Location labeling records
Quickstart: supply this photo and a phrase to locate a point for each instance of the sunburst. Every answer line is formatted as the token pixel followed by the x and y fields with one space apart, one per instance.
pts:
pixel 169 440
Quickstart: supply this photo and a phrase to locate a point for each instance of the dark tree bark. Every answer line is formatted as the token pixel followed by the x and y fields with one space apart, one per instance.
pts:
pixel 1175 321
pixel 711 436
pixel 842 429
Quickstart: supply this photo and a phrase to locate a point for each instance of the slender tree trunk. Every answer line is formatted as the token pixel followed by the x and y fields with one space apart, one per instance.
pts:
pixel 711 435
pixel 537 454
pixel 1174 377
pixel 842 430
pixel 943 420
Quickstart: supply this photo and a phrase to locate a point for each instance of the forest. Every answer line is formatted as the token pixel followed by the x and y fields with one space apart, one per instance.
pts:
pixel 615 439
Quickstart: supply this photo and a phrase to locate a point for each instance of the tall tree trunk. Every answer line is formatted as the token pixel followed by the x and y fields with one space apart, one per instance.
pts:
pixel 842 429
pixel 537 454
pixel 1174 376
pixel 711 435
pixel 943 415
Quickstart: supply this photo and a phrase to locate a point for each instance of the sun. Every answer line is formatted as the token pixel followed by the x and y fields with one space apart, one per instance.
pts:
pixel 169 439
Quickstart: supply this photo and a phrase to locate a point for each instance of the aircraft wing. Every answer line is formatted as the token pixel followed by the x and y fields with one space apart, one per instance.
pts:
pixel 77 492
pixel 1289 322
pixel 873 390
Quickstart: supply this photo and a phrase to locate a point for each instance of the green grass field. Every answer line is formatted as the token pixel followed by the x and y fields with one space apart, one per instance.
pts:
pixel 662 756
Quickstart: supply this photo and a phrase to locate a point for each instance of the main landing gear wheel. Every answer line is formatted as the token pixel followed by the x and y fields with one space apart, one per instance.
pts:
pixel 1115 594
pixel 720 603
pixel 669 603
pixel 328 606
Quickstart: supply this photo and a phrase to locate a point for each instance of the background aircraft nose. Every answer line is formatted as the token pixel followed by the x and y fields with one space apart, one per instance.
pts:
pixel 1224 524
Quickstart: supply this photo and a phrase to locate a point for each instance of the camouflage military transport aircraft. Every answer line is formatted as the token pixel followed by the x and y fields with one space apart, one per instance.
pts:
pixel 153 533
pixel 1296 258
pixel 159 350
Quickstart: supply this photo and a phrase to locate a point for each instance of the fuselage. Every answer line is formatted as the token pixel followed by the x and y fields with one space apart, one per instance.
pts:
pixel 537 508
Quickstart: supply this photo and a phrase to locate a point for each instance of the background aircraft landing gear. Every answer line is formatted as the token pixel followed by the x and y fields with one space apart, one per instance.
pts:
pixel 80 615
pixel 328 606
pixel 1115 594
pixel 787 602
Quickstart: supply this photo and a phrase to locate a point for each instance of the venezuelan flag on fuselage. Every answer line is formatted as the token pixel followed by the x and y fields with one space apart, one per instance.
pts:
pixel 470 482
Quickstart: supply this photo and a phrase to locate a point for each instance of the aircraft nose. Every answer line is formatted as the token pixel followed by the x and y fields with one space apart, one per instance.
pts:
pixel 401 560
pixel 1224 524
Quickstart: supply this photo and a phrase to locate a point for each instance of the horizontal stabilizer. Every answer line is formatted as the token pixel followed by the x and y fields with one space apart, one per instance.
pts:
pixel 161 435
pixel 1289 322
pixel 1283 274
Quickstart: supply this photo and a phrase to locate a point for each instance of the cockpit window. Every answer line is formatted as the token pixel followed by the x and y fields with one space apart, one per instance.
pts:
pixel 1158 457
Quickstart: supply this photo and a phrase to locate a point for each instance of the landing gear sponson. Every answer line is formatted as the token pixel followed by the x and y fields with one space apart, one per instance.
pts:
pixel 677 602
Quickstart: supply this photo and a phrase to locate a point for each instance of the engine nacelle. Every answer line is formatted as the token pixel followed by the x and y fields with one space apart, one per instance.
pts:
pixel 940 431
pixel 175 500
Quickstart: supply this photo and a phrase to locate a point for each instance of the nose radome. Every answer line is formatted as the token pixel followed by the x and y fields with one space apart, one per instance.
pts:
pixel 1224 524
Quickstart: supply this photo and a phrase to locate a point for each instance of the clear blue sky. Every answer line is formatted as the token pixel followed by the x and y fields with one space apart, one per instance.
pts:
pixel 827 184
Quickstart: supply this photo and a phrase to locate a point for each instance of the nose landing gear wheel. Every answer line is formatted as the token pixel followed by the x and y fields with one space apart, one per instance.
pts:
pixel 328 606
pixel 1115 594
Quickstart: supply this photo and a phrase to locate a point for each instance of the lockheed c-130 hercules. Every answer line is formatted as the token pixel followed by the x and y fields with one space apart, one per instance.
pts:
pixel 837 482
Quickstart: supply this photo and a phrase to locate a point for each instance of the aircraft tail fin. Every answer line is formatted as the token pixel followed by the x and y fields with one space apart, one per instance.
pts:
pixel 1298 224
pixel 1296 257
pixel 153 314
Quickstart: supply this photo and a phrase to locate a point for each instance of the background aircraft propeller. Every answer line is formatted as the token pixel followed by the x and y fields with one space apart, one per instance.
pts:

▶ **What you are asked to do**: Nothing should be left out: repeat all of the data exactly.

▶ **Answer for the task**:
Quickstart: supply this photo and a phrase to locate a point for each instance of the sunburst. Every answer line is formatted as the token pixel followed by the x and y fields with one space apart, one per instance.
pts:
pixel 169 440
Quickstart: supply this photo and a phrase to locate a point for each instance of the dark tree bark. Every answer line is formatted as the token pixel followed by the x and y fields with one space apart, one per instance.
pts:
pixel 1175 321
pixel 711 436
pixel 842 429
Quickstart: supply this photo and a phrase to locate a point for each instance of the slender tree trunk. Every answer line is formatted as the token pixel followed by the x and y fields with one space apart, one per instance.
pts:
pixel 711 435
pixel 537 454
pixel 1174 377
pixel 842 430
pixel 943 420
Quickstart: supply this photo and a phrase to locate a point for each instance of the forest. Every answer line is formatted as the token pixel followed by the x and y fields with one space apart, one per instance.
pts:
pixel 615 439
Quickstart: supply this photo and a phrase to locate a point for each instance of the tall tree trunk. Every answer line is formatted as the token pixel followed by the x and y fields with one space apart, one per instance.
pts:
pixel 842 429
pixel 537 454
pixel 1174 376
pixel 711 435
pixel 943 415
Quickstart: supply this photo and a phrase to locate a point for each instance of the sun. Every answer line is formatted as the token pixel followed by the x and y fields with one space apart, one per instance.
pts:
pixel 169 439
Quickstart: supply this photo and a phrase to locate a point for each instance of the aircraft wing. Every answer line is formatted as the token pixel followed by the x and y fields with one space apart, one per instance.
pts:
pixel 77 492
pixel 1289 322
pixel 873 390
Quickstart: supply this photo and a phrase to locate a point for each instance of the green grass field. Every answer line is formatted as the token pixel followed by the x and y fields with one space apart, one per instance.
pts:
pixel 662 756
Quickstart: supply this photo and a phrase to locate a point for each instance of the main landing gear wheel. Every answer line is formatted as the token pixel followed by the x and y fields with one space apart, one per instance.
pts:
pixel 1115 594
pixel 720 603
pixel 669 603
pixel 328 606
Quickstart: supply this photo and a phrase to locate a point for each instance of the background aircraft nose. Every answer line is formatted as the token pixel followed by the x and y fields with one space apart, one per instance.
pts:
pixel 1224 524
Quickstart: supply this photo and a phrase to locate a point for each instance of the camouflage military transport aircraft. Every answer line is formatted as the token pixel followed by the x and y fields with one space apart, one per instance.
pts:
pixel 153 533
pixel 1296 258
pixel 159 350
Quickstart: supply this photo and a phrase to locate a point for each instance of the fuselage. Every answer line is formatted as the token pixel followed by the x and y fields with one space apart, one per instance.
pts:
pixel 537 508
Quickstart: supply this photo and a phrase to locate a point for each instance of the background aircraft landing gear. Every answer line is formatted as the token pixel followed by the x and y fields with one space apart, one per instance.
pts:
pixel 80 615
pixel 328 606
pixel 1115 594
pixel 787 602
Quickstart: supply this photo and a phrase to locate a point for each instance of the venezuelan flag on fuselage. Every answer line is formatted as the token pixel followed by the x and y fields with one space apart, one per instance.
pts:
pixel 470 482
Quickstart: supply this photo and a phrase to locate a point for each instance of the aircraft nose. Every answer line is formatted as the token pixel followed by the x and y fields with one space apart, one per instance.
pts:
pixel 401 560
pixel 1224 524
Quickstart: supply this photo and a phrase to locate a point for each instance of the horizontal stabilizer. Every answer line is formatted as the token pixel followed by the x and y fields with one space apart, one per instance.
pts:
pixel 161 435
pixel 1289 322
pixel 1283 274
Quickstart: supply this photo and a phrase to locate a point for each instance of the cockpit window. Every answer line is formatted as the token pixel followed by the x and y fields with one space apart, one per instance.
pts:
pixel 1158 457
Quickstart: supply this photo and a phrase to locate a point for each instance of the landing gear sponson. Every answer line is formatted as the token pixel followed by the x and y fields with one space apart, one per instance.
pts:
pixel 677 602
Quickstart: supply this photo and a phrase to locate a point for each instance of the engine nacelle. Every answer line is formatted as the token pixel followed by the x and y fields with one space apart, one per instance.
pts:
pixel 940 431
pixel 175 500
Quickstart: supply this photo and a phrase to locate a point for each instance of the nose radome. Every answer line is formatted as the token pixel followed by the x and y fields with one space apart, one per instance.
pts:
pixel 1224 524
Quickstart: supply this photo and a phrase to locate a point for each instance of the clear blue sky. Every answer line is formatted as the token pixel followed by the x and y fields with one space apart, one per instance.
pts:
pixel 827 184
Quickstart: supply this photo and a phrase to locate a point for each instance of the nose landing gear wheel. Every answer line is formatted as the token pixel followed by the x and y fields with one space apart, one per instance.
pts:
pixel 328 606
pixel 1115 594
Quickstart: supply this photo and a phrase to locate a point for each instance of the lockheed c-130 hercules. Every answer line is formatted as the token pixel followed by the x and y fields with one space apart, one per instance.
pts:
pixel 837 482
Quickstart: supply this photo and a phrase to locate a point for each instance of the aircraft tail fin. Every answer line is formatted as the token pixel followed by the x and y fields with one space apart, one per instance.
pts:
pixel 1298 224
pixel 1296 257
pixel 153 314
Quickstart: supply this photo and a phrase to locate a point for each instance of the background aircraft propeller. Every answer line is formatted as the token pixel followed by the x and y fields with one space apart, one per instance.
pts:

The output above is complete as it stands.